■ PROMPT
Of all the entries below, retype only the lines from the one with "x=16, y=453" through the one with "x=368, y=336", exactly as they appear.

■ AVAILABLE DATA

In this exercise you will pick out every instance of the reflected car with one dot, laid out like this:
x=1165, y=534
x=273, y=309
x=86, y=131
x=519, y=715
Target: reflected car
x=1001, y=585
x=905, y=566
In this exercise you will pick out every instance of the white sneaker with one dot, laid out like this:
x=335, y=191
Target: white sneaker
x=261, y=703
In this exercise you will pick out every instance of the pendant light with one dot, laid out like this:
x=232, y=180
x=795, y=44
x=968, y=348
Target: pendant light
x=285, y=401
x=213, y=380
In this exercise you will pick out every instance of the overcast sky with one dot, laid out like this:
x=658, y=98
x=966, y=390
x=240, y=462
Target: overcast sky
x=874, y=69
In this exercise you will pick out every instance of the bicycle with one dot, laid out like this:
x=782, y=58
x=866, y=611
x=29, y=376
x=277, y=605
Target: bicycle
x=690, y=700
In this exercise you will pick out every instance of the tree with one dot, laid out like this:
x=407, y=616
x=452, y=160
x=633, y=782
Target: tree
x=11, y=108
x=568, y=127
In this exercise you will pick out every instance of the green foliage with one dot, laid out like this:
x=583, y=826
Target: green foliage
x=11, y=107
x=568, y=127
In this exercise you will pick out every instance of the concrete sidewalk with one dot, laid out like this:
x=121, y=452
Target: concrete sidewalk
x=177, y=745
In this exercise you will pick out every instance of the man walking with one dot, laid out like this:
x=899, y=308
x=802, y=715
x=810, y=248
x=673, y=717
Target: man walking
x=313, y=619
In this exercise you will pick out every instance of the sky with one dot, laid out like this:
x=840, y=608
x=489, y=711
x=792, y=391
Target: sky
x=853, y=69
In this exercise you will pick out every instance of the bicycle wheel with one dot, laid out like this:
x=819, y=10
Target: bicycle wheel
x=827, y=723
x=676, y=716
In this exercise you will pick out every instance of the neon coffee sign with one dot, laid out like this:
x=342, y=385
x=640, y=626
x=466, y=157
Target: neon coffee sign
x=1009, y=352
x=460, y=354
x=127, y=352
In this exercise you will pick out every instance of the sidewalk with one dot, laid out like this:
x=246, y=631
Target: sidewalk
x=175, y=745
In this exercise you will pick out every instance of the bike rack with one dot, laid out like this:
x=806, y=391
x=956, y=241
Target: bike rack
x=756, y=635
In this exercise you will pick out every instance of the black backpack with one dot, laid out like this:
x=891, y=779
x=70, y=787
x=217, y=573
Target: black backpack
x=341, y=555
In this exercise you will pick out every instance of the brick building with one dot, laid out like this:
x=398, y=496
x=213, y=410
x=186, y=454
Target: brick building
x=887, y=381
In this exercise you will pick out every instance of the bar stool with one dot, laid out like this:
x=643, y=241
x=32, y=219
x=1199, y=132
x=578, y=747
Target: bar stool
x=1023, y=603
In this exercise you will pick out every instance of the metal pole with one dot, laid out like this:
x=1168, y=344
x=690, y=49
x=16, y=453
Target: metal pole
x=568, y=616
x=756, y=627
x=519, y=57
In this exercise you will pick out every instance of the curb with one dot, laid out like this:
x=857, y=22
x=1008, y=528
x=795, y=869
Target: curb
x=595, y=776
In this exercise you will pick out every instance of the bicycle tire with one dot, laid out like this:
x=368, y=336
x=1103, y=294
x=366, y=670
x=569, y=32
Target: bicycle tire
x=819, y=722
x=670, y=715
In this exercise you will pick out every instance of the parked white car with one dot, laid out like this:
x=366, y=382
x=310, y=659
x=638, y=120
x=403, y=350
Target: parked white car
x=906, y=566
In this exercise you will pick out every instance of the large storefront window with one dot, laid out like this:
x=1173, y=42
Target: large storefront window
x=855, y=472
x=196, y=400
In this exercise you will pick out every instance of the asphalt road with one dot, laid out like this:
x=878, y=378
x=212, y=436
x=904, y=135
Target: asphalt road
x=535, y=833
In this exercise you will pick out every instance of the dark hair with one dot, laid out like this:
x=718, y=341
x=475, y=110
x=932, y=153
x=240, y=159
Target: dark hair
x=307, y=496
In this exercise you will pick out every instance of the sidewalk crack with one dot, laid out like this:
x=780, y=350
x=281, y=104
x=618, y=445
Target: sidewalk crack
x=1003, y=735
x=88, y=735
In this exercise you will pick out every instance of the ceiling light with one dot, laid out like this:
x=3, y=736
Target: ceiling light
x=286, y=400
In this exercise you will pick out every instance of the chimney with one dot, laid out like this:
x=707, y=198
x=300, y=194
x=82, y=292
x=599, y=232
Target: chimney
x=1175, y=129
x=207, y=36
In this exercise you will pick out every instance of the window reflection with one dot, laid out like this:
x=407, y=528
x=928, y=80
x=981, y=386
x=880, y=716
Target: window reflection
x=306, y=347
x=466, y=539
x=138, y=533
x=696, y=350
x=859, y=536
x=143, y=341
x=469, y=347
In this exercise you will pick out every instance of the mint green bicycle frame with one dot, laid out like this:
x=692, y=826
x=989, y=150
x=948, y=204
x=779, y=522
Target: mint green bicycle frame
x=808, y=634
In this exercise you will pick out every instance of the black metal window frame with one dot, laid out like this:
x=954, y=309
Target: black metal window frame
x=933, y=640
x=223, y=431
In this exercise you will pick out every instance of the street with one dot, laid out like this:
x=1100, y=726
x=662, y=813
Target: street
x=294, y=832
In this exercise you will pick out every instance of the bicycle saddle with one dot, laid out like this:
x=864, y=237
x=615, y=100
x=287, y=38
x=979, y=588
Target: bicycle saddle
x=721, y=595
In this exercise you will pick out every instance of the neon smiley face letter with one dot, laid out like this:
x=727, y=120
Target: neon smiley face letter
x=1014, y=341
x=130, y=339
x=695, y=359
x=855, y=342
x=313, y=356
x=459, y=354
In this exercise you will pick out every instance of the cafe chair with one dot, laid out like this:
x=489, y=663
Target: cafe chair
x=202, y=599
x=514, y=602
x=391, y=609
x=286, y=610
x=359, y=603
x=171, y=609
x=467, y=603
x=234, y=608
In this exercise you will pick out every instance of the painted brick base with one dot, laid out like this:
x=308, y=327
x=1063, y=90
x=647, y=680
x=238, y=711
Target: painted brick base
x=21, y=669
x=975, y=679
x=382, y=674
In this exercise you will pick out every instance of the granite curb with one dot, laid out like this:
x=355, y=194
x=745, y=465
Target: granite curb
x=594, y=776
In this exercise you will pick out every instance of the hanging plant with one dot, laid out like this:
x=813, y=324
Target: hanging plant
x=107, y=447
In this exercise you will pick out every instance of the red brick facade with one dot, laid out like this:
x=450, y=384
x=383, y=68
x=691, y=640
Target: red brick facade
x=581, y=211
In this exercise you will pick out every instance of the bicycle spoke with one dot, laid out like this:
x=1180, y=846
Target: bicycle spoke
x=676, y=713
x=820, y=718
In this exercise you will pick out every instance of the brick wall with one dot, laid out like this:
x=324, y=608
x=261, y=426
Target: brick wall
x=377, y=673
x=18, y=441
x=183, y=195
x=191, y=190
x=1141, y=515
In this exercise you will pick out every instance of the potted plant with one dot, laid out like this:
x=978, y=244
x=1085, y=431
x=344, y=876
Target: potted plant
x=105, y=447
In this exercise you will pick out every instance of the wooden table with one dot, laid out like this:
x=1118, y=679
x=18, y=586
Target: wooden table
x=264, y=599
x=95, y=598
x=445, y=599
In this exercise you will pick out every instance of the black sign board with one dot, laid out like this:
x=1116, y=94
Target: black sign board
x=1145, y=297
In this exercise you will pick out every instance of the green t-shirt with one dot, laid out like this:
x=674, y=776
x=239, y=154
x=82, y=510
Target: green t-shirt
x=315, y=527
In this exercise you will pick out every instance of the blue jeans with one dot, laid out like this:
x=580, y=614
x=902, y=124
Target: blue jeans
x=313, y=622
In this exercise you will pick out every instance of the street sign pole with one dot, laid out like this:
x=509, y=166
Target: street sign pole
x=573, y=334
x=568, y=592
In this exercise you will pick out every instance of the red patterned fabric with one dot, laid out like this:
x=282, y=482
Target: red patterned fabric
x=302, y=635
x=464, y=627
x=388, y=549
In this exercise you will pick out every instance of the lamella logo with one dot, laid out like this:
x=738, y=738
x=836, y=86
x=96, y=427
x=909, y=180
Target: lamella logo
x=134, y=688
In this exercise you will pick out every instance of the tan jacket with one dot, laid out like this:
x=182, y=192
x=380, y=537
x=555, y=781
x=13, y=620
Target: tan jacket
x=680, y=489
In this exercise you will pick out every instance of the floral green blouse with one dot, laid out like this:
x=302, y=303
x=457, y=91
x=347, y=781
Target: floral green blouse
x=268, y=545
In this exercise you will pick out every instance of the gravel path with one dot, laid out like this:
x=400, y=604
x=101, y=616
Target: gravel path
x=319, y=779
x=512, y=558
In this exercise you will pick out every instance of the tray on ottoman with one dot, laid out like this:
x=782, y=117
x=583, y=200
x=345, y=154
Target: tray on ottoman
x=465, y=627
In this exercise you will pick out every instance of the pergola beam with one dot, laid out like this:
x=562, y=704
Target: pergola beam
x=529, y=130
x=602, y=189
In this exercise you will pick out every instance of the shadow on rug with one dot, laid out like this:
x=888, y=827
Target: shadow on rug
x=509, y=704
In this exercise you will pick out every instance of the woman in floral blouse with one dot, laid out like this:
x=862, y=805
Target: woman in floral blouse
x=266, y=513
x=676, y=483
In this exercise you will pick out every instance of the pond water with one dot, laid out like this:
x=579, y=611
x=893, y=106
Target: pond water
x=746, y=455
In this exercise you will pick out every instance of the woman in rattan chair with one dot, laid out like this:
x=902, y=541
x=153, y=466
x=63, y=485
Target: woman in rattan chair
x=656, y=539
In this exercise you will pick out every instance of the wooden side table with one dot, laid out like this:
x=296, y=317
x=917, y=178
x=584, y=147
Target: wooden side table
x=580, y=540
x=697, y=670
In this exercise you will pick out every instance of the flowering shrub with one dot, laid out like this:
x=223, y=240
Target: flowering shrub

■ WORKED SOLUTION
x=16, y=453
Target: metal pole
x=568, y=616
x=756, y=627
x=519, y=57
In this exercise you will pick out every instance of the curb with one dot, laid out like this:
x=857, y=22
x=1008, y=528
x=795, y=869
Target: curb
x=595, y=776
In this exercise you will pick out every instance of the bicycle tire with one dot, laid out like this:
x=368, y=336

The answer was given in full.